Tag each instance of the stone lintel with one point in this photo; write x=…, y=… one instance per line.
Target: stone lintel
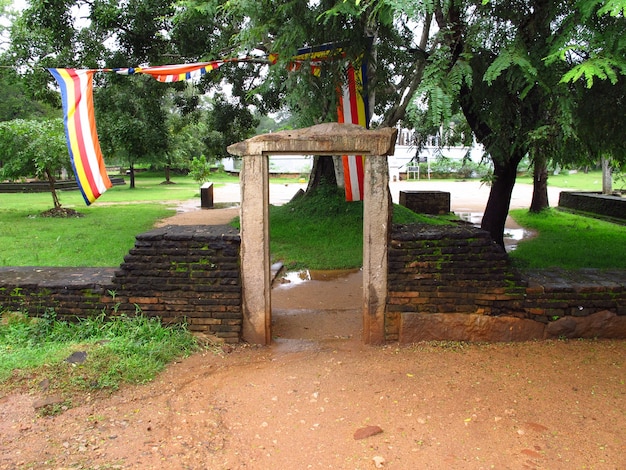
x=323, y=139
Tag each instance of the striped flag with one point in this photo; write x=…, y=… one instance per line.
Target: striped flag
x=353, y=109
x=177, y=73
x=80, y=131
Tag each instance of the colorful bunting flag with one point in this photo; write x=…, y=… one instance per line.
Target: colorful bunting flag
x=80, y=125
x=80, y=131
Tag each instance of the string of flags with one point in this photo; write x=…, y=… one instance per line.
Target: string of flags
x=76, y=86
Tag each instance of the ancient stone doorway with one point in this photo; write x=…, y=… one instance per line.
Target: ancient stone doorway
x=323, y=139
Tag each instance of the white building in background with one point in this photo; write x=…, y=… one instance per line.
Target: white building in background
x=404, y=160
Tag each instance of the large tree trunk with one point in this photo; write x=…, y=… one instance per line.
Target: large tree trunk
x=540, y=184
x=323, y=172
x=497, y=208
x=55, y=197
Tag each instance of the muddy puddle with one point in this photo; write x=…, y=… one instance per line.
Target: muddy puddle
x=513, y=233
x=310, y=308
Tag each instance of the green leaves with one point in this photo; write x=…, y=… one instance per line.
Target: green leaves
x=598, y=67
x=614, y=8
x=511, y=57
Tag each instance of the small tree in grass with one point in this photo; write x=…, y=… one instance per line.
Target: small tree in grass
x=200, y=169
x=34, y=149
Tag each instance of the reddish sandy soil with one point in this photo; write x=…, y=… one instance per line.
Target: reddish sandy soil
x=308, y=400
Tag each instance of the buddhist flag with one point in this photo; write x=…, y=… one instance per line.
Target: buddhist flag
x=353, y=109
x=177, y=73
x=80, y=131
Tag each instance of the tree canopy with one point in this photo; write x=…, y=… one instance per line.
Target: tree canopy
x=525, y=74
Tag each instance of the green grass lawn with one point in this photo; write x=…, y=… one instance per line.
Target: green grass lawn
x=118, y=350
x=581, y=181
x=569, y=241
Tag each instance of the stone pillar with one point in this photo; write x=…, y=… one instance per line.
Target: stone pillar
x=376, y=226
x=255, y=249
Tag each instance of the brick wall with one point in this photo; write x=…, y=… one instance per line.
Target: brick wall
x=179, y=273
x=456, y=284
x=594, y=203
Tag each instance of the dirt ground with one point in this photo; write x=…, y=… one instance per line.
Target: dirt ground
x=319, y=398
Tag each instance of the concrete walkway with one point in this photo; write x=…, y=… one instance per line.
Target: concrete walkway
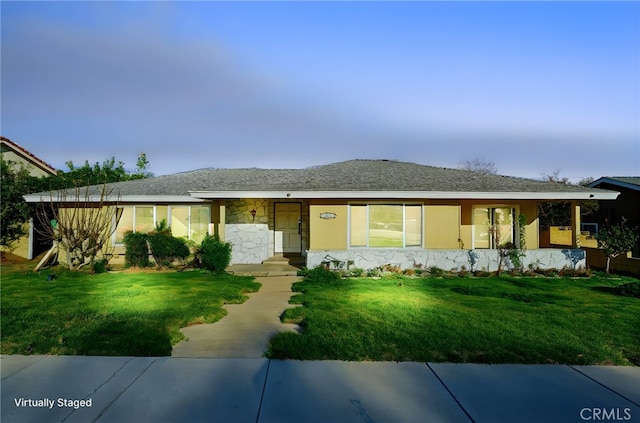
x=245, y=331
x=185, y=390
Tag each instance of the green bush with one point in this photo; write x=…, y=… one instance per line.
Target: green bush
x=166, y=249
x=321, y=274
x=136, y=249
x=100, y=265
x=215, y=255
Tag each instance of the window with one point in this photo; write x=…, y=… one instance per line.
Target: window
x=190, y=222
x=134, y=218
x=493, y=225
x=385, y=225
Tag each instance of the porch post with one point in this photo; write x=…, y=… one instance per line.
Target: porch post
x=222, y=221
x=575, y=224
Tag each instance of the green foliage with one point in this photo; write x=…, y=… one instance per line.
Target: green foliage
x=215, y=255
x=100, y=265
x=495, y=320
x=136, y=249
x=322, y=275
x=124, y=314
x=617, y=239
x=165, y=248
x=15, y=210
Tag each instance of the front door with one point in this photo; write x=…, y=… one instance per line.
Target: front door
x=288, y=227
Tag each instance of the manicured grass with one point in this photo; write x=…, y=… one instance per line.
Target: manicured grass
x=127, y=313
x=483, y=320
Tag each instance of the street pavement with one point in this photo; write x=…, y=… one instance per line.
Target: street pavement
x=166, y=389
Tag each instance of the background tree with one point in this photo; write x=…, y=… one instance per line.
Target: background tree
x=617, y=239
x=480, y=166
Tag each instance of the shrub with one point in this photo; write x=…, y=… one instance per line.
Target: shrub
x=321, y=274
x=166, y=249
x=215, y=255
x=100, y=265
x=136, y=249
x=435, y=272
x=356, y=272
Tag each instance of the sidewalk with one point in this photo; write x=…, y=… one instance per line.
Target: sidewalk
x=147, y=389
x=246, y=329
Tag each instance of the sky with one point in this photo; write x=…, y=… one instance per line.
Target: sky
x=535, y=87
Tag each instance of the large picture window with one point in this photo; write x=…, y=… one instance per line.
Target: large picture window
x=493, y=225
x=134, y=218
x=385, y=225
x=190, y=222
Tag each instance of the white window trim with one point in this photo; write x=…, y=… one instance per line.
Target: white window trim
x=516, y=228
x=404, y=224
x=170, y=217
x=133, y=220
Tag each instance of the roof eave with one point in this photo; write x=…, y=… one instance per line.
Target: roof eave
x=615, y=182
x=550, y=196
x=56, y=198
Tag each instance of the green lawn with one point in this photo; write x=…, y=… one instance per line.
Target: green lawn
x=128, y=313
x=453, y=319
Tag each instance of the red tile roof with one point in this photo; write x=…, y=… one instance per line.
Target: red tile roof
x=28, y=155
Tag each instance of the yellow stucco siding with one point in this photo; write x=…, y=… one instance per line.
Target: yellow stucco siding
x=441, y=226
x=328, y=234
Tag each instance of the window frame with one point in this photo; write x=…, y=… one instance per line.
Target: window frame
x=368, y=229
x=515, y=231
x=114, y=236
x=190, y=231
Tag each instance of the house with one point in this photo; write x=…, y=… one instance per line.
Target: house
x=25, y=247
x=626, y=205
x=363, y=213
x=12, y=152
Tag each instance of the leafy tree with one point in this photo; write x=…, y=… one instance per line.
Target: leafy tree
x=617, y=239
x=83, y=227
x=15, y=180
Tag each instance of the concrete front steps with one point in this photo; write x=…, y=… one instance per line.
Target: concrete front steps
x=274, y=266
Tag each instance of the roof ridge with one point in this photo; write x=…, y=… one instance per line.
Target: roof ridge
x=28, y=153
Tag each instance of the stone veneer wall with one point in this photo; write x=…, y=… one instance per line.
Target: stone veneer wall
x=249, y=242
x=370, y=258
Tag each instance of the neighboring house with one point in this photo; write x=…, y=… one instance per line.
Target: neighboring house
x=363, y=213
x=12, y=152
x=627, y=204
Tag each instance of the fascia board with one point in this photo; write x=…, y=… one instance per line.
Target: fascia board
x=40, y=198
x=599, y=195
x=615, y=182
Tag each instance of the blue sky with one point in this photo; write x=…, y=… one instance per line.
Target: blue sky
x=535, y=87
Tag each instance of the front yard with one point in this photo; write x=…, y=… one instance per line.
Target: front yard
x=127, y=313
x=454, y=319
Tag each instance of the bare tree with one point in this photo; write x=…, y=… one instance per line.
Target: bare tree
x=80, y=221
x=480, y=166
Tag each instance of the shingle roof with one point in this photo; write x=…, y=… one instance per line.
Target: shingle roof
x=348, y=176
x=630, y=182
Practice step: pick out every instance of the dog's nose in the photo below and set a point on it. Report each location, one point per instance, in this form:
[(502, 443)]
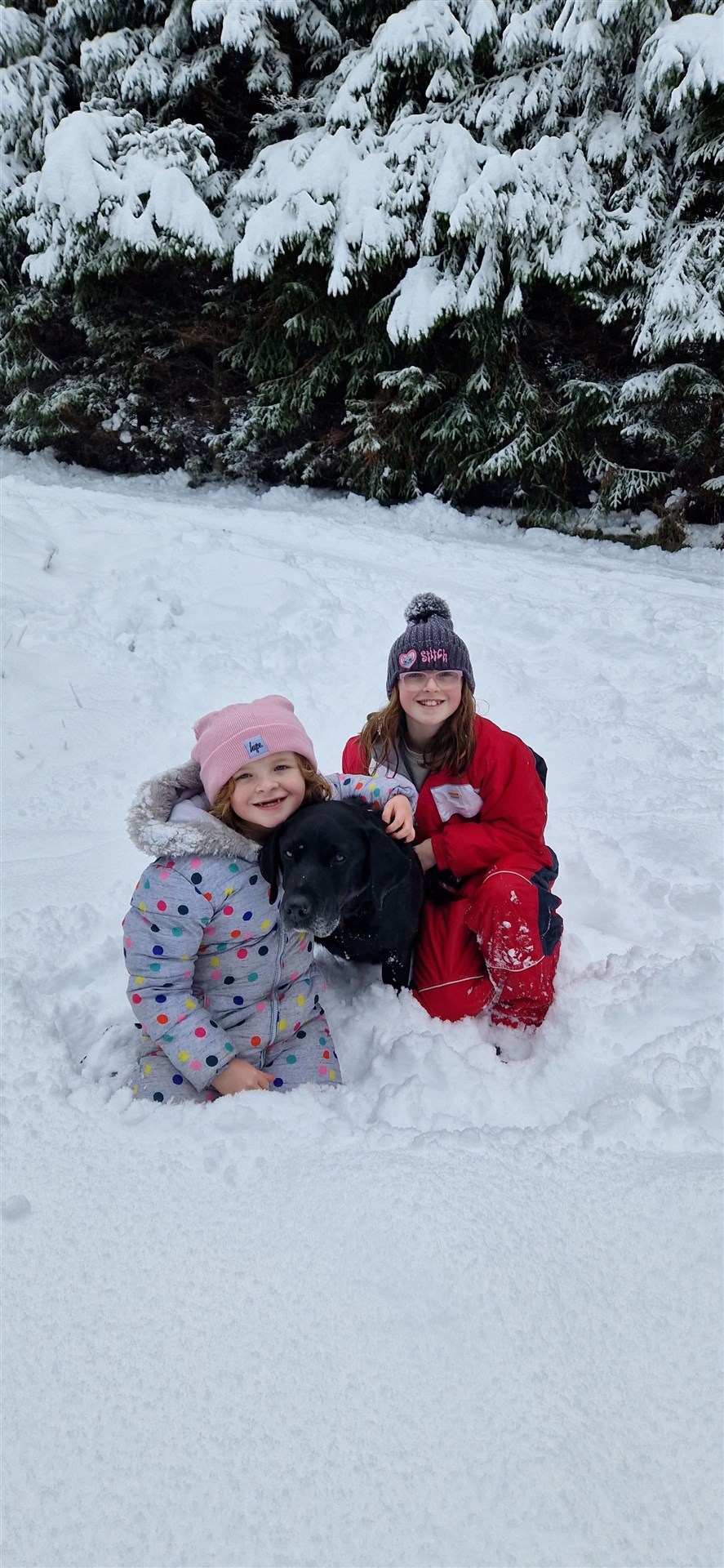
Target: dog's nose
[(296, 911)]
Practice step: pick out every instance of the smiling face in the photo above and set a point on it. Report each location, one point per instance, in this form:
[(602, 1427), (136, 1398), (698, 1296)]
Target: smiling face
[(269, 791), (429, 700)]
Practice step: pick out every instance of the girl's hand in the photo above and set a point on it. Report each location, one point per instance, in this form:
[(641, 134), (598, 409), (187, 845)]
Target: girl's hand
[(398, 819), (237, 1076), (427, 855)]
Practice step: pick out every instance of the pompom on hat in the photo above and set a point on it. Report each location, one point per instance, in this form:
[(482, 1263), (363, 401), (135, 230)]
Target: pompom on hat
[(242, 733), (429, 642)]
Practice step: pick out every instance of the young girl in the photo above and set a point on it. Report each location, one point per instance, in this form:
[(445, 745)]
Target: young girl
[(224, 998), (489, 933)]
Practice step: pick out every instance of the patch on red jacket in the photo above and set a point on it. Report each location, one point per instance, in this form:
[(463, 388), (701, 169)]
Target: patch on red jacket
[(456, 800)]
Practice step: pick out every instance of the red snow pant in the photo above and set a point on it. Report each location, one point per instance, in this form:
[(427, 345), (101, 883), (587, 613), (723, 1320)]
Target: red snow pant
[(488, 951)]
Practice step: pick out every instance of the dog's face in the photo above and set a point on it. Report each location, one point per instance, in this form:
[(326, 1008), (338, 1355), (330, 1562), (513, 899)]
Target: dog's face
[(331, 860)]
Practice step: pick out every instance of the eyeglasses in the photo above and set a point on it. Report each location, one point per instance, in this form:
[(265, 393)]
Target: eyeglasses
[(415, 679)]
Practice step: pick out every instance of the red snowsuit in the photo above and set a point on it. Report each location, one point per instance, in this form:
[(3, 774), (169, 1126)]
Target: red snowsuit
[(495, 941)]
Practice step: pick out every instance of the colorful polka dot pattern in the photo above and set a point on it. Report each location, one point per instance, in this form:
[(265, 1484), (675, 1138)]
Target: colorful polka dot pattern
[(206, 954), (214, 959)]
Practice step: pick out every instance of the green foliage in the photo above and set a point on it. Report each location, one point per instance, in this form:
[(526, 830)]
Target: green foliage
[(473, 250)]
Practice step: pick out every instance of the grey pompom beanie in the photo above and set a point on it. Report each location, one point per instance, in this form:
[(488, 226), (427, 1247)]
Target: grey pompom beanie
[(429, 642)]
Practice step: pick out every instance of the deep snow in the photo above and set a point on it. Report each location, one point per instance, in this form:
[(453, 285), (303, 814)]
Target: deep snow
[(458, 1312)]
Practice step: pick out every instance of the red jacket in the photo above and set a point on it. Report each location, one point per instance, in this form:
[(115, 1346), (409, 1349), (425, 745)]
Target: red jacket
[(507, 826)]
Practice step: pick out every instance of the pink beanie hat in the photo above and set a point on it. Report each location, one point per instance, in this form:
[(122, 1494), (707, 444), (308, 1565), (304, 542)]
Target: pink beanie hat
[(242, 733)]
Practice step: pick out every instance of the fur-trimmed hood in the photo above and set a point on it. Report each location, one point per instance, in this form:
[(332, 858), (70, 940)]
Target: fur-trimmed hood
[(154, 830)]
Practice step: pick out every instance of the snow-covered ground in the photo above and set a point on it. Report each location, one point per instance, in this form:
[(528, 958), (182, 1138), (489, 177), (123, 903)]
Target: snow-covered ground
[(455, 1313)]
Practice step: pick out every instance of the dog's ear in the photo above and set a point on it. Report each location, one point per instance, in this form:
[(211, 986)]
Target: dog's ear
[(389, 866), (270, 862)]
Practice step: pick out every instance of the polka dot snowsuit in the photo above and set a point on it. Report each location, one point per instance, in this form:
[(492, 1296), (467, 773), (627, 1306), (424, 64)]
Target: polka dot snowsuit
[(212, 974)]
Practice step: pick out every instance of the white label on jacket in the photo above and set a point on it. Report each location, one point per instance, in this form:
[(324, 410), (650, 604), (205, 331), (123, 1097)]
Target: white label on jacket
[(456, 800)]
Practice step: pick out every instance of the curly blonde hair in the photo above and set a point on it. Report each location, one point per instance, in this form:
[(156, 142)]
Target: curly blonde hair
[(315, 789), (450, 750)]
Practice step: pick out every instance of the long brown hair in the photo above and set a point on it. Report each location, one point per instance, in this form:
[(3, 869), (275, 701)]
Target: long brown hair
....
**TASK DETAILS**
If a line above holds the string "brown", return it as it stands.

**ANSWER SECTION**
Practice step: pick out every instance of the long brown hair in the photo above and set a point on it. Report each location, one point per instance, in this form:
Target: long brown hair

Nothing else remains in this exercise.